◆ **Problem description**: Condense the paragraph of the F# language suggestion that begins "The advantages of making this adjustment" into a brief bulleted list that keeps its main facts.

◆ **Reading passage**:
Again a bit verbose and tedious. It also suffers from the disadvantage of needing to keep the Union of currencies in line with the list of details.

This could also be done using a module to hold a function with AllDetails.

Pros and Cons

The advantages of making this adjustment to F# are that modeling complex static data in a typesafe way becomes very straight forward. See the example modeling Countries and Currencies above. Also see the examples of modeling the same domain with the current language definition.

The disadvantages of making this adjustment to F# are ...

Extra information

Estimated cost (XS, S, M, L, XL, XXL): no clue

Related suggestions: https://github.com/fsharp/fslang-suggestions/issues/564, https://github.com/fsharp/fslang-suggestions/issues/558

Affidavit (please submit!)

Please tick this by placing a cross in the box:

  • [x] This is not a question (e.g. like one you might ask on stackoverflow) and I have searched stackoverflow for discussions of this issue
  • [x] I have searched both open and closed suggestions on this site and believe this is not a duplicate
  • [x] This is not something which has obviously "already been decided" in previous versions of F#. If you're questioning a fundamental design decision that has obviously already been taken (e.g. "Make F# untyped") then please don't submit it.

Please tick all that apply:

  • [x] This is not a breaking change to the F# language design (a least not as far as I can tell, which is not far)
  • [x] I or my company would be willing to help implement and/or test this (though my skills are limited)

◆ **Supplied material**:
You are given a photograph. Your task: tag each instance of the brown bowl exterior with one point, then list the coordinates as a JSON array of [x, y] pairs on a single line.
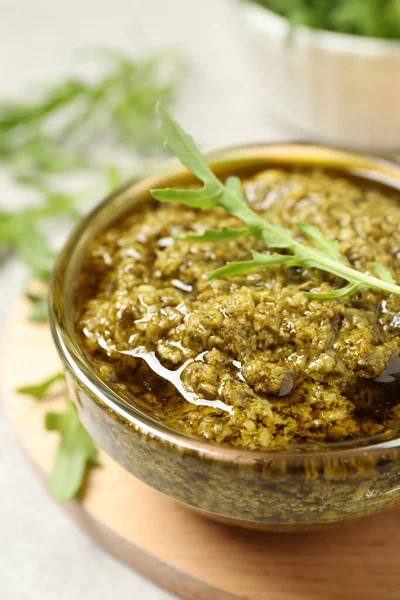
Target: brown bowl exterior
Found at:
[[262, 490]]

◆ **The answer**:
- The change would make modeling complex static data in a typesafe way very straightforward.
- The Countries and Currencies example illustrates this.
- Further examples model the same domain with the current language definition.